### RECORDS FOR THIS EXERCISE

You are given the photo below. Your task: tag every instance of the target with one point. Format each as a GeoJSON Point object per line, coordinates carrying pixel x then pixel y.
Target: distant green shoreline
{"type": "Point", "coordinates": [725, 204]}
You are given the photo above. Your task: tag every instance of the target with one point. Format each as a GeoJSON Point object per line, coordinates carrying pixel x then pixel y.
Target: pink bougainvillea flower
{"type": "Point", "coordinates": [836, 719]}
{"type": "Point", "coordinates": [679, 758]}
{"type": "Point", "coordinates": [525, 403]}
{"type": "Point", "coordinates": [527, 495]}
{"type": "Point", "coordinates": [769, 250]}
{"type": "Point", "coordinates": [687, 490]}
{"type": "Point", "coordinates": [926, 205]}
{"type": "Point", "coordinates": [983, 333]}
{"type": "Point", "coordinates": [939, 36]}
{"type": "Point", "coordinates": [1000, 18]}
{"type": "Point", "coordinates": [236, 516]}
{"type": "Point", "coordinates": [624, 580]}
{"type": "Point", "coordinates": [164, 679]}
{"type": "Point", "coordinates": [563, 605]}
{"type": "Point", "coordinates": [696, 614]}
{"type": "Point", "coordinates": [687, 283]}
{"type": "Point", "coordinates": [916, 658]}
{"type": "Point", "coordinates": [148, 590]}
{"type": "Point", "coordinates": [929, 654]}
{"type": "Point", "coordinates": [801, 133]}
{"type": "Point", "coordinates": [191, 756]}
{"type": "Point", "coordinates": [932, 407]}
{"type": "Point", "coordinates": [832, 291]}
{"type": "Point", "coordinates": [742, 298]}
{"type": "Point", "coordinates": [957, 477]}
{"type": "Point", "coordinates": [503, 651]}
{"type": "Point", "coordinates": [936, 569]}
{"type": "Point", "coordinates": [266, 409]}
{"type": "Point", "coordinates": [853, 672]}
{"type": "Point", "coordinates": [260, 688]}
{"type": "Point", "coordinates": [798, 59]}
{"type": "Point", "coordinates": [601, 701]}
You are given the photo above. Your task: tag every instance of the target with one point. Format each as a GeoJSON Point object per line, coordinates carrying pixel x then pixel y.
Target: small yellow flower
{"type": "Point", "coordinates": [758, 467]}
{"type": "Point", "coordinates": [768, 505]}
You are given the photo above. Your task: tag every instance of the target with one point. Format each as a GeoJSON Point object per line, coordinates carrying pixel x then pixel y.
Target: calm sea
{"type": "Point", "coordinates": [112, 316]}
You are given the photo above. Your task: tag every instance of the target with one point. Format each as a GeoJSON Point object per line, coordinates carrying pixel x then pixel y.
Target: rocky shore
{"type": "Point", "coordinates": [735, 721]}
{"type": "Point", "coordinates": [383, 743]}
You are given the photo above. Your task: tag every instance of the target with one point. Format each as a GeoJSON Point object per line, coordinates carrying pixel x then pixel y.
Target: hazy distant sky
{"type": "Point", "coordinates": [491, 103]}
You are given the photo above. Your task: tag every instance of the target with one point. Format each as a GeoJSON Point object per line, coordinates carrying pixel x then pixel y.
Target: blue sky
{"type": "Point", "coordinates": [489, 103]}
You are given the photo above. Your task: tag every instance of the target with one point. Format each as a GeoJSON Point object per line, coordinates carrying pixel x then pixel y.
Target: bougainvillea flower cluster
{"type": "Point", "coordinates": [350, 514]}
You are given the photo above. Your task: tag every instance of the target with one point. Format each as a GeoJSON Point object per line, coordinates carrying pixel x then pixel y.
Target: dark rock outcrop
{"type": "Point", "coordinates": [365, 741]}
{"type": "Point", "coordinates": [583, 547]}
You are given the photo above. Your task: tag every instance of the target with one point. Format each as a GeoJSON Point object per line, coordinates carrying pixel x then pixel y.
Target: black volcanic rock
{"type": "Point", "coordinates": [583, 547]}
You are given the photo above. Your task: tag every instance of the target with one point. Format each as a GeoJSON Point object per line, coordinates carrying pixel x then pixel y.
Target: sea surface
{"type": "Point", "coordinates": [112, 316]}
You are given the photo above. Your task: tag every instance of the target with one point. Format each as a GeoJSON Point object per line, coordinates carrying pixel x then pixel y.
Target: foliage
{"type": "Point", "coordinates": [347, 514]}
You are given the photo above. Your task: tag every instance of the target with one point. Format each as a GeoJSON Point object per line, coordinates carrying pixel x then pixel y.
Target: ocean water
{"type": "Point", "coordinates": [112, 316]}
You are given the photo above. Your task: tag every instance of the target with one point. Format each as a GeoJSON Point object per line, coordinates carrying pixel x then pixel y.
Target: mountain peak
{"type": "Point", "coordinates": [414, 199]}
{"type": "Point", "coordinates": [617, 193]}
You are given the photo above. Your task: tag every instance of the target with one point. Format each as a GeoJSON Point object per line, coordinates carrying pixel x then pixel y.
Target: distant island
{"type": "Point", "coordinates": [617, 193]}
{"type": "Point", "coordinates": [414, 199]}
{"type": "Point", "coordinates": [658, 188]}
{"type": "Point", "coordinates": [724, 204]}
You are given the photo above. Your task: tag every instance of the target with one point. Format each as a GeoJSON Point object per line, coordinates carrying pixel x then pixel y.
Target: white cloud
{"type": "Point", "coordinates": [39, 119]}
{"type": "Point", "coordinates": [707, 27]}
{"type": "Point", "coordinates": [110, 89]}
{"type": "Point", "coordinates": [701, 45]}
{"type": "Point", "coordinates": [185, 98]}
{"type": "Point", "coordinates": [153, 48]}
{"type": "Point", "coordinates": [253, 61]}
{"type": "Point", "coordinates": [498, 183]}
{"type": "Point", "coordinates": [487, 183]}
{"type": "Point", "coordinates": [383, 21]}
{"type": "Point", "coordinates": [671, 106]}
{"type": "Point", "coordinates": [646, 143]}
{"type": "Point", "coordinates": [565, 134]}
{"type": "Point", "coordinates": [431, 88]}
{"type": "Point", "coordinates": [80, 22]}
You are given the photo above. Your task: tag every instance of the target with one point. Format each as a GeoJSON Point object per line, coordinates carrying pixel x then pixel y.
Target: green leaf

######

> _PROBLEM DETAILS_
Copy every record exactly, with nothing added or dropped.

> _RESPONSE TO THE EXERCISE_
You are given the photo below. Your task: tag every instance of the target with one point. Format each as a GeoJSON Point object per line, coordinates carrying pixel x then pixel y.
Target: distant green shoreline
{"type": "Point", "coordinates": [725, 204]}
You are given the photo above. Your task: tag every instance of the target with one point. Format each as a GeoJSON Point object per line, coordinates carrying pixel x then pixel y.
Target: pink bougainvillea flower
{"type": "Point", "coordinates": [836, 719]}
{"type": "Point", "coordinates": [679, 758]}
{"type": "Point", "coordinates": [525, 403]}
{"type": "Point", "coordinates": [527, 495]}
{"type": "Point", "coordinates": [769, 250]}
{"type": "Point", "coordinates": [687, 490]}
{"type": "Point", "coordinates": [926, 205]}
{"type": "Point", "coordinates": [983, 333]}
{"type": "Point", "coordinates": [939, 36]}
{"type": "Point", "coordinates": [1000, 18]}
{"type": "Point", "coordinates": [236, 516]}
{"type": "Point", "coordinates": [624, 580]}
{"type": "Point", "coordinates": [164, 679]}
{"type": "Point", "coordinates": [563, 605]}
{"type": "Point", "coordinates": [696, 614]}
{"type": "Point", "coordinates": [687, 283]}
{"type": "Point", "coordinates": [916, 658]}
{"type": "Point", "coordinates": [148, 590]}
{"type": "Point", "coordinates": [929, 654]}
{"type": "Point", "coordinates": [801, 133]}
{"type": "Point", "coordinates": [191, 756]}
{"type": "Point", "coordinates": [932, 407]}
{"type": "Point", "coordinates": [832, 291]}
{"type": "Point", "coordinates": [742, 298]}
{"type": "Point", "coordinates": [957, 477]}
{"type": "Point", "coordinates": [503, 651]}
{"type": "Point", "coordinates": [936, 569]}
{"type": "Point", "coordinates": [266, 409]}
{"type": "Point", "coordinates": [853, 672]}
{"type": "Point", "coordinates": [260, 688]}
{"type": "Point", "coordinates": [798, 59]}
{"type": "Point", "coordinates": [601, 701]}
You are given the photo above. Your task: tag every instance of the target with one point. Format each as a GeoJSON Point object per line, coordinates carrying pixel x then pixel y.
Target: small yellow flower
{"type": "Point", "coordinates": [758, 467]}
{"type": "Point", "coordinates": [768, 505]}
You are given the photo above. Your task: tag every instance of the target with one point. Format each as a GeoJSON Point object per line, coordinates carrying pixel x then pixel y.
Target: calm sea
{"type": "Point", "coordinates": [112, 316]}
You are given the photo above. Your task: tag every instance of the target with one point. Format each as a GeoJSON Point object per line, coordinates carrying pixel x then pixel y.
Target: rocky shore
{"type": "Point", "coordinates": [735, 721]}
{"type": "Point", "coordinates": [383, 743]}
You are given the photo above. Your task: tag every instance of the target with one point. Format each as a GeoJSON Point object per line, coordinates carrying pixel x then pixel y.
Target: hazy distant sky
{"type": "Point", "coordinates": [491, 103]}
You are given the photo above. Your task: tag every instance of the target with one point. Format each as a GeoJSON Point object per line, coordinates carrying pixel x then pixel y.
Target: blue sky
{"type": "Point", "coordinates": [489, 103]}
You are given the photo above. Your task: tag every instance of the target with one point. Format each as a GeoJSON Point object per line, coordinates carrying pixel x then pixel y.
Target: bougainvillea flower cluster
{"type": "Point", "coordinates": [350, 514]}
You are given the photo above. Your task: tag every instance of the target with one point. Format each as a GeoJSON Point object per line, coordinates carrying pixel x then pixel y.
Target: dark rock outcrop
{"type": "Point", "coordinates": [365, 741]}
{"type": "Point", "coordinates": [583, 547]}
You are given the photo above. Your task: tag every instance of the target with one point. Format each as a GeoJSON Point object per line, coordinates carrying pixel x then pixel y.
Target: black volcanic rock
{"type": "Point", "coordinates": [583, 547]}
You are given the photo above. Your task: tag every instance of the target with one point. Format each as a GeoJSON Point object per line, coordinates carrying pixel x then pixel y.
Target: sea surface
{"type": "Point", "coordinates": [112, 316]}
You are given the photo above. Your task: tag every instance of the target with one point. Format each as a GeoJSON Point object per line, coordinates carrying pixel x then pixel y.
Target: foliage
{"type": "Point", "coordinates": [347, 514]}
You are given the photo above. Your task: tag every instance of the target with one point. Format each as a GeoJSON Point object per line, coordinates carrying pixel x then pixel y.
Target: ocean water
{"type": "Point", "coordinates": [112, 316]}
You are given the photo above. Your task: tag every instance of the target with one point. Format each as a GeoJSON Point object per line, coordinates carrying pixel x then pixel y.
Target: mountain peak
{"type": "Point", "coordinates": [414, 199]}
{"type": "Point", "coordinates": [617, 193]}
You are given the photo above. Your task: tag every instance of the target with one point. Format each as a GeoJSON Point object per line, coordinates carrying pixel x then pixel y.
Target: distant island
{"type": "Point", "coordinates": [617, 193]}
{"type": "Point", "coordinates": [414, 199]}
{"type": "Point", "coordinates": [658, 188]}
{"type": "Point", "coordinates": [724, 204]}
You are given the photo above. Your task: tag every instance of the target with one point. Format each as a GeoJSON Point object per line, coordinates carrying pixel x then pixel y.
Target: white cloud
{"type": "Point", "coordinates": [39, 119]}
{"type": "Point", "coordinates": [707, 27]}
{"type": "Point", "coordinates": [110, 89]}
{"type": "Point", "coordinates": [701, 45]}
{"type": "Point", "coordinates": [185, 98]}
{"type": "Point", "coordinates": [153, 48]}
{"type": "Point", "coordinates": [253, 61]}
{"type": "Point", "coordinates": [498, 183]}
{"type": "Point", "coordinates": [487, 183]}
{"type": "Point", "coordinates": [383, 21]}
{"type": "Point", "coordinates": [671, 106]}
{"type": "Point", "coordinates": [646, 143]}
{"type": "Point", "coordinates": [565, 134]}
{"type": "Point", "coordinates": [431, 88]}
{"type": "Point", "coordinates": [80, 22]}
You are given the photo above. Your task: tag every instance of the target with one point. Format each as a GeoJSON Point object per line, coordinates carrying pixel x then pixel y.
Target: green leaf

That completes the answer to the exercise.